- **To do**:
Go through the entries below and say how many lines hold the word "Every". Nothing else is needed.

- **Information given**:
┌──
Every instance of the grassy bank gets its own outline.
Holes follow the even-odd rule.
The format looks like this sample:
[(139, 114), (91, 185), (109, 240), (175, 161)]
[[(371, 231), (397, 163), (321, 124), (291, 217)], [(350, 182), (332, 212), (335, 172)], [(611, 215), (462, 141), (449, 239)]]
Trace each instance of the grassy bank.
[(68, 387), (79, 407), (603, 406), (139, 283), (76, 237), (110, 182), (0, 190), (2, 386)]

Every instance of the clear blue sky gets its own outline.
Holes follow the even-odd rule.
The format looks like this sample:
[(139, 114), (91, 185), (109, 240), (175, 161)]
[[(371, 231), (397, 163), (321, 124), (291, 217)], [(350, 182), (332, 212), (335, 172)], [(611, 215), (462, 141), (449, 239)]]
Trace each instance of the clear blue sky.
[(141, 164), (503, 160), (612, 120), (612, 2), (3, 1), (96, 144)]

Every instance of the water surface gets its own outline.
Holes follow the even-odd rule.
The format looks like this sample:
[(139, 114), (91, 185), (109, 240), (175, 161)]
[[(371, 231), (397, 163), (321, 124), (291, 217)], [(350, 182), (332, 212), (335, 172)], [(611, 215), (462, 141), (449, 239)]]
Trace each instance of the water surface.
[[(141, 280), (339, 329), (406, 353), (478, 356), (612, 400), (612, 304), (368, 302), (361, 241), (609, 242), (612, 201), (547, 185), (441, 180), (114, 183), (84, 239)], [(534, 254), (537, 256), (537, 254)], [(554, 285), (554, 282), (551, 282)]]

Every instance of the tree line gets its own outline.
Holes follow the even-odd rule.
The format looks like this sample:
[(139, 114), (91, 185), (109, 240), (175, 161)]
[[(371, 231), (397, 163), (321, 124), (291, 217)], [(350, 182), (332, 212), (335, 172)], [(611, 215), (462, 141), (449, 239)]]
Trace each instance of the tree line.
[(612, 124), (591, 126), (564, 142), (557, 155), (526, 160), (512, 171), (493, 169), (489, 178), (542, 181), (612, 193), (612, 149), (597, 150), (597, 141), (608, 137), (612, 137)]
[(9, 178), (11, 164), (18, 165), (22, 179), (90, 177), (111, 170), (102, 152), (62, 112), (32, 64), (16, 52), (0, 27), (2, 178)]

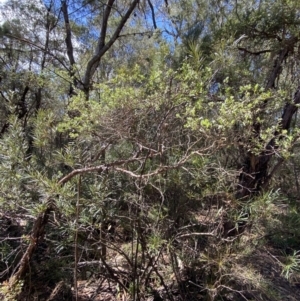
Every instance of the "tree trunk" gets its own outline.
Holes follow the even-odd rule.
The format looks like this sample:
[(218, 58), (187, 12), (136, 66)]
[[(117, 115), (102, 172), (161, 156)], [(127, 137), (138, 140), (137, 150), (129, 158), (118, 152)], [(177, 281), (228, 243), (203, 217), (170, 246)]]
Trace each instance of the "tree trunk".
[[(289, 54), (293, 51), (297, 42), (298, 39), (292, 37), (291, 39), (285, 41), (285, 44), (278, 52), (277, 56), (275, 57), (273, 68), (267, 80), (267, 90), (276, 89), (275, 83), (281, 74), (282, 65), (286, 61)], [(248, 199), (268, 186), (269, 180), (273, 174), (269, 173), (269, 163), (277, 148), (276, 139), (280, 139), (281, 130), (289, 130), (291, 120), (298, 109), (296, 105), (299, 103), (300, 86), (297, 88), (293, 101), (286, 103), (285, 107), (283, 108), (279, 130), (274, 132), (273, 138), (269, 141), (265, 149), (258, 155), (252, 153), (251, 151), (246, 154), (242, 172), (239, 178), (237, 198)], [(266, 104), (266, 102), (262, 104), (262, 109), (264, 109)], [(255, 139), (260, 139), (260, 123), (254, 121), (252, 127)]]

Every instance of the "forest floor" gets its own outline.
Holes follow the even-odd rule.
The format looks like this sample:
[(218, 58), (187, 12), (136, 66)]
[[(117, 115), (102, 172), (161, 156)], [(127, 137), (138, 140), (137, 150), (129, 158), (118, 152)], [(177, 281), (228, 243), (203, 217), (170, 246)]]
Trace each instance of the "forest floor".
[[(274, 252), (274, 250), (272, 250)], [(168, 269), (169, 267), (165, 267)], [(243, 257), (242, 260), (237, 260), (234, 267), (236, 273), (235, 279), (240, 282), (238, 286), (244, 288), (239, 291), (238, 295), (230, 293), (223, 296), (222, 299), (216, 300), (240, 301), (240, 300), (261, 300), (261, 301), (299, 301), (300, 300), (300, 279), (290, 275), (287, 280), (282, 275), (282, 266), (277, 256), (271, 253), (270, 249), (263, 247), (257, 249), (251, 256)], [(58, 288), (60, 285), (60, 288)], [(70, 288), (64, 287), (61, 283), (52, 291), (52, 296), (47, 299), (30, 298), (26, 300), (77, 300), (77, 301), (130, 301), (133, 300), (129, 293), (121, 289), (119, 284), (114, 281), (107, 280), (104, 277), (93, 279), (92, 281), (78, 281), (78, 295), (74, 289), (71, 290), (71, 295), (67, 293)], [(247, 291), (249, 286), (249, 291)], [(200, 287), (191, 285), (191, 282), (182, 282), (182, 286), (178, 287), (174, 283), (168, 284), (169, 294), (163, 286), (157, 286), (155, 293), (142, 296), (141, 300), (145, 301), (193, 301), (193, 300), (208, 300), (205, 298), (205, 292)], [(61, 290), (61, 291), (60, 291)], [(234, 289), (232, 289), (234, 293)], [(48, 290), (49, 292), (49, 290)], [(49, 296), (49, 293), (48, 293)], [(239, 296), (237, 298), (237, 296)], [(23, 299), (25, 300), (25, 299)]]
[[(275, 211), (276, 208), (278, 211)], [(291, 251), (286, 248), (286, 254), (283, 251), (282, 243), (286, 241), (286, 238), (290, 238), (288, 236), (291, 236), (291, 234), (286, 232), (285, 237), (286, 229), (282, 229), (283, 234), (277, 231), (281, 229), (281, 221), (286, 221), (286, 218), (291, 219), (291, 215), (288, 211), (283, 210), (281, 206), (276, 208), (272, 207), (272, 212), (276, 212), (276, 219), (269, 219), (268, 223), (261, 219), (255, 224), (255, 227), (250, 226), (237, 236), (208, 237), (205, 241), (202, 241), (205, 246), (198, 246), (194, 250), (196, 255), (194, 253), (193, 256), (195, 256), (195, 262), (198, 262), (199, 266), (192, 265), (193, 275), (189, 273), (188, 267), (183, 267), (180, 273), (175, 275), (170, 254), (167, 249), (162, 249), (162, 252), (156, 257), (157, 260), (154, 260), (155, 263), (148, 266), (148, 268), (152, 267), (152, 270), (149, 268), (152, 272), (149, 272), (149, 278), (146, 281), (144, 279), (144, 282), (148, 283), (149, 287), (141, 287), (139, 300), (299, 301), (299, 255), (293, 256), (292, 252), (292, 249), (298, 248), (298, 244), (295, 245), (294, 243), (294, 247), (290, 249)], [(207, 229), (219, 228), (219, 225), (225, 225), (226, 223), (226, 215), (219, 214), (219, 206), (214, 210), (211, 210), (211, 208), (209, 210), (193, 210), (193, 213), (193, 220), (205, 225)], [(216, 216), (219, 216), (219, 219)], [(222, 231), (224, 235), (225, 230)], [(178, 248), (180, 248), (180, 245), (186, 248), (188, 242), (190, 242), (188, 241), (188, 239), (191, 239), (190, 236), (182, 235), (182, 237), (184, 238), (178, 241)], [(297, 242), (293, 236), (291, 237), (293, 242)], [(56, 283), (57, 280), (52, 281), (51, 284), (50, 282), (45, 283), (45, 280), (49, 281), (48, 279), (51, 278), (49, 276), (53, 277), (51, 273), (55, 272), (53, 268), (50, 268), (48, 269), (49, 274), (41, 272), (39, 277), (36, 277), (33, 273), (32, 280), (29, 281), (29, 286), (24, 289), (19, 301), (133, 300), (130, 285), (133, 267), (128, 265), (127, 261), (124, 260), (124, 256), (120, 256), (120, 254), (123, 253), (124, 255), (128, 250), (131, 250), (129, 245), (122, 241), (113, 242), (111, 245), (113, 248), (107, 250), (108, 268), (104, 266), (101, 268), (99, 263), (96, 262), (98, 266), (90, 269), (97, 270), (93, 275), (86, 275), (85, 273), (85, 277), (82, 277), (82, 274), (79, 273), (77, 294), (74, 287), (70, 287), (72, 281), (68, 281), (68, 284), (64, 281)], [(205, 252), (206, 257), (201, 257), (201, 254), (205, 254)], [(47, 264), (47, 260), (38, 264), (33, 262), (32, 272), (35, 271), (39, 275), (39, 270), (43, 270), (43, 266)], [(216, 266), (217, 269), (214, 270)], [(42, 268), (40, 269), (40, 267)], [(207, 272), (209, 269), (213, 272)], [(214, 271), (217, 275), (213, 275)], [(210, 286), (208, 286), (208, 281), (205, 278), (207, 276), (203, 277), (203, 275), (206, 275), (204, 273), (216, 276)], [(163, 282), (161, 279), (163, 279)]]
└──
- **Response**:
6